EXERCISE GOAL.
Output each entry verbatim and exclude every picture from it.

Records from a data collection.
::::

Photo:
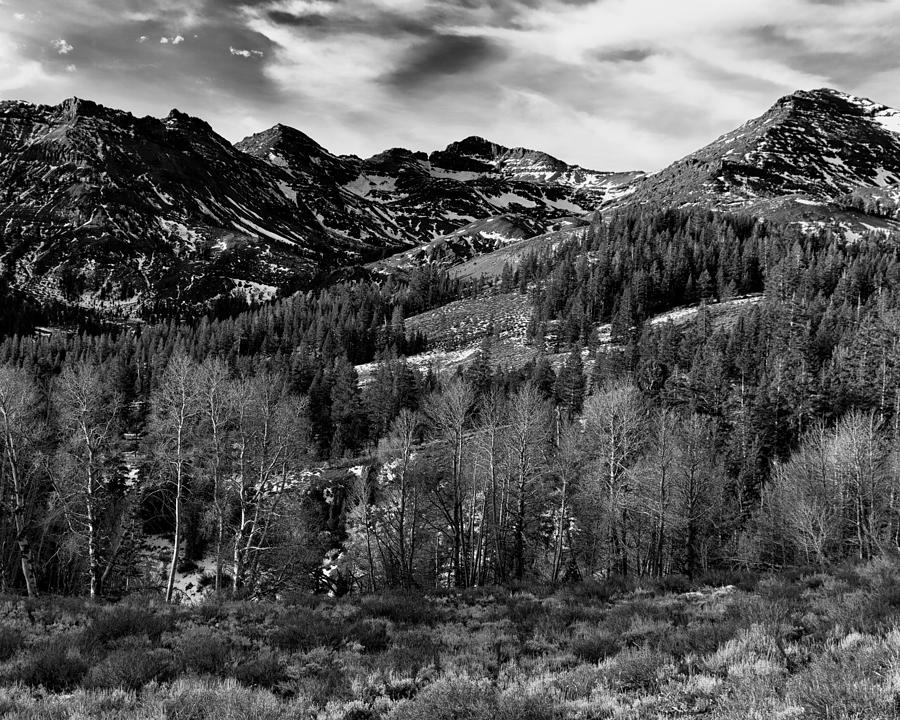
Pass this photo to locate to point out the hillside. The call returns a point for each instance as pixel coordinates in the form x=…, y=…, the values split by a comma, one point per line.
x=815, y=155
x=817, y=645
x=413, y=198
x=126, y=215
x=103, y=209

::::

CORRECT RESPONSE.
Photo:
Pass this photo to locate to point out the hillside. The call returns a point for each instance as pixel coordinates in the form x=…, y=…, the values split by a comma, one point per line.
x=815, y=155
x=817, y=645
x=413, y=198
x=126, y=215
x=103, y=209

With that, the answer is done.